### Fragmento del texto
________________________

Les diría, ya basta de fingimientos, tu ética de cajita de cristal, tu ética que no se hace cargo del poder, de la autoridad, de tu deseo, es una mentira tan frágil como una grulla hecha en papel de origami. No es una ética, ni siquiera es algo que te pertenezca, es un discurso que habla a través tuyo.
Tu ética no explica tus acciones, tus acciones también son viles, bajas, sucias, mientras que tu supuesta ética es apenas un catálogo de normas escritas por algún vigilante con insomnio, que mira para el otro lado de la vida.
Podés mirar todas las series, las películas, leer todos los poemas, los ensayos, los cuentos, ir a todos los recitales, tomar todos los medicamentos (los alternativos, los ortodoxos, los ilegales); ponerte a la sombra de los creadores de mundos; encarar todas las terapias, los viajes, las aparentes metamorfosis donde nada en verdad cambia; saltar sin poner el cuerpo de escenario en escenario buscando lo que te quema adentro y no se encuentra en ninguna parte; inventar todas las justificaciones, como un personaje de R. Fresán o de una seatcom.

________________________

### Extracto de filas
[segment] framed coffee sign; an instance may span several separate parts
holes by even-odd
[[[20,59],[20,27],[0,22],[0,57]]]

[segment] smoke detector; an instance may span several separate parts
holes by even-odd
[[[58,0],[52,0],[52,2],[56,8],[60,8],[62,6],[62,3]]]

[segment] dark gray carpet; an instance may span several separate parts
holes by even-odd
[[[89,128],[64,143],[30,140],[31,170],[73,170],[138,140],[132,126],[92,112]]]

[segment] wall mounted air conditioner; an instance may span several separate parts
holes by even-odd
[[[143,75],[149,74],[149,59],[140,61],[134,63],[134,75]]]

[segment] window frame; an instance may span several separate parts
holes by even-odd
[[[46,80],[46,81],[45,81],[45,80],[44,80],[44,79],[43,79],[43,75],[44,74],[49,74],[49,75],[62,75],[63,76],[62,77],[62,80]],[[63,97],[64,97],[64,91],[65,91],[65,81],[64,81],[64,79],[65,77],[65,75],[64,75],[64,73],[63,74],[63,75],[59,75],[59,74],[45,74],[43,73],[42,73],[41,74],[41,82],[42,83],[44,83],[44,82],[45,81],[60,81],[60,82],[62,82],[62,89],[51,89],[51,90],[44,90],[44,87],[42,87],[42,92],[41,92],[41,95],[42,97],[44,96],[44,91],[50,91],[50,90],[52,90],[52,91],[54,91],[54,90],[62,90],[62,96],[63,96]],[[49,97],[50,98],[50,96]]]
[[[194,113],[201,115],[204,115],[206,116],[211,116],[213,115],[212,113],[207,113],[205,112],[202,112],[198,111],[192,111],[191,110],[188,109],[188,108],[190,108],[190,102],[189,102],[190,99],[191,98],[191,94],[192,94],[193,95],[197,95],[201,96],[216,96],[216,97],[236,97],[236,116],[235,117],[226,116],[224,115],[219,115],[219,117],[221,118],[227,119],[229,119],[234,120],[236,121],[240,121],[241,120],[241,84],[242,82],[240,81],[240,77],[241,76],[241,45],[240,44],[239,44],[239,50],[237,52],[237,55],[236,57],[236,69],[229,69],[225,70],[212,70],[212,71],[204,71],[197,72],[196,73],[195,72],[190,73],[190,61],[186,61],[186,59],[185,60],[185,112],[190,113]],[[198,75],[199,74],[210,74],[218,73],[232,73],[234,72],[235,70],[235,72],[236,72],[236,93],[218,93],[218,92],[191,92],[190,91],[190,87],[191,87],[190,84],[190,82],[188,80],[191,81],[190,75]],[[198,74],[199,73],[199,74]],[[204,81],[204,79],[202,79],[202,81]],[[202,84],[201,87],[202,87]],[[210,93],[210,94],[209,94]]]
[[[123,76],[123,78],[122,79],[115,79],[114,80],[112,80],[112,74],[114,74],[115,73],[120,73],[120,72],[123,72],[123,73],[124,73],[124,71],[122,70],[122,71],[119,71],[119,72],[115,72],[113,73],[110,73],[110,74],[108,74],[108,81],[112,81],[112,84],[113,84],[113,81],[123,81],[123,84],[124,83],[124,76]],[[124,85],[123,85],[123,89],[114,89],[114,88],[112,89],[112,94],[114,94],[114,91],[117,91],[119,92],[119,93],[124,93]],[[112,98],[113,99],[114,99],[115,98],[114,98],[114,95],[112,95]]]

________________________

### Preguntas por responder
a. Según el texto sobre la ética, ¿con qué se compara la fragilidad de la mentira que es esa ética que no se hace cargo del poder?
b. Retoma el texto sobre la ética a partir de su última oración y continúalo.

### Respuestas de tareas
a. Con una grulla hecha en papel de origami.

b.
Podrán sobreactuar cada sentimiento, pero eso no cambiará la insensibilidad de su epidermis al registro de la existencia de los otros. (Y sin los otros, tarde o temprano, solo queda dar vueltas sobre sí mismo y morderse la cola.)
En el fondo, el morbo de su goce en el dolor infligido se hace imago, cuando al mirarse en el espejo, al asomarse al abismo, al mirar a través del nebuloso filtro autocomplaciente, escondido acechando, como fiera enjaulada, el deseo de destruir y destruirse permanece al acecho.